**Supplied material:**
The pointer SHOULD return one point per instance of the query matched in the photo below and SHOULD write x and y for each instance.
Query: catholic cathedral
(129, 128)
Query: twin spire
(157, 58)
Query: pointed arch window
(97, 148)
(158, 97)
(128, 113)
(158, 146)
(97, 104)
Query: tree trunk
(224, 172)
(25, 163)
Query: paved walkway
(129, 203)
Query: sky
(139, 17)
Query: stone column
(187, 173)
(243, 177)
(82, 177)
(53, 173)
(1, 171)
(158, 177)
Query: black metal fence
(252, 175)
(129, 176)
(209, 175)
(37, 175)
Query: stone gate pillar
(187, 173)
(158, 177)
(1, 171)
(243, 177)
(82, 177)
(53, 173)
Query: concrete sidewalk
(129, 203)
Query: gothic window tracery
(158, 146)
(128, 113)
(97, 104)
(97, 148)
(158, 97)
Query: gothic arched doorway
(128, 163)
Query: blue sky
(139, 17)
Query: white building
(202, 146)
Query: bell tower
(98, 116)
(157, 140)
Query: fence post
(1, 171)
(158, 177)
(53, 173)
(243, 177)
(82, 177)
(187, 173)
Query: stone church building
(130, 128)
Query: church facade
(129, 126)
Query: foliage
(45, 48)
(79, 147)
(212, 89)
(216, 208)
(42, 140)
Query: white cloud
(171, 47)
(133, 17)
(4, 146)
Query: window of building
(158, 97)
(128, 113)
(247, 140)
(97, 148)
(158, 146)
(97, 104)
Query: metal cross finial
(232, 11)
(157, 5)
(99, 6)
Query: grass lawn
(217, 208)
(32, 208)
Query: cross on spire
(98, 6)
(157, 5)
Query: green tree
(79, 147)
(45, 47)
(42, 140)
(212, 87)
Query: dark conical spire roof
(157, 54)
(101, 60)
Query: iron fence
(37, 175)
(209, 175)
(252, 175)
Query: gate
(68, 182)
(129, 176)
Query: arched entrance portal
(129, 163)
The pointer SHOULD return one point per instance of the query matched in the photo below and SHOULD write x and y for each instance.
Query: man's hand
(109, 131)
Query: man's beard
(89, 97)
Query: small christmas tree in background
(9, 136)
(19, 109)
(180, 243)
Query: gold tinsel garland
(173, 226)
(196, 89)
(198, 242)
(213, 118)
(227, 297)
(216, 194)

**Prompt:** Please reproduce each entry exactly as it appears.

**Result of the exercise:**
The pointer SHOULD return one point per instance of the query matched in the photo below and SHOULD write x and y for each instance.
Query: catholic cathedral
(129, 128)
Query: twin spire
(157, 58)
Query: pointed arch window
(97, 148)
(158, 97)
(128, 113)
(158, 146)
(97, 104)
Query: tree trunk
(224, 172)
(25, 163)
Query: paved walkway
(129, 203)
Query: sky
(139, 17)
Query: stone column
(187, 173)
(243, 177)
(82, 177)
(53, 173)
(1, 171)
(158, 177)
Query: black metal fence
(252, 175)
(129, 176)
(209, 175)
(37, 175)
Query: stone gate pillar
(187, 173)
(158, 177)
(1, 171)
(243, 177)
(82, 177)
(53, 173)
Query: concrete sidewalk
(129, 203)
Query: gothic window tracery
(158, 146)
(128, 113)
(97, 104)
(97, 148)
(158, 97)
Query: gothic arched doorway
(128, 163)
Query: blue sky
(139, 17)
Query: white building
(202, 146)
Query: bell tower
(98, 116)
(157, 140)
Query: fence post
(1, 171)
(158, 177)
(53, 173)
(243, 177)
(82, 177)
(187, 173)
Query: stone church building
(130, 128)
Query: church facade
(129, 126)
Query: foliage
(45, 48)
(79, 147)
(212, 89)
(216, 208)
(42, 140)
Query: white cloud
(171, 47)
(133, 17)
(4, 146)
Query: window of building
(158, 97)
(128, 113)
(247, 140)
(97, 148)
(158, 146)
(97, 104)
Query: metal cross finial
(232, 11)
(157, 5)
(99, 6)
Query: grass lawn
(217, 208)
(32, 208)
Query: cross on spire
(98, 6)
(157, 5)
Query: green tree
(79, 147)
(45, 47)
(42, 140)
(212, 87)
Query: dark conical spire roof
(157, 54)
(101, 60)
Query: iron fence
(37, 175)
(209, 175)
(252, 175)
Query: gate
(68, 182)
(129, 176)
Query: arched entrance portal
(129, 163)
The pointer SHOULD return one point per instance of the query matched in the photo below and SHOULD write x and y for each instance.
Query: man's hand
(109, 131)
Query: man's beard
(89, 97)
Query: small christmas tree in background
(9, 136)
(19, 109)
(180, 243)
Query: gold tinsel garland
(173, 226)
(196, 89)
(198, 242)
(213, 118)
(227, 297)
(216, 194)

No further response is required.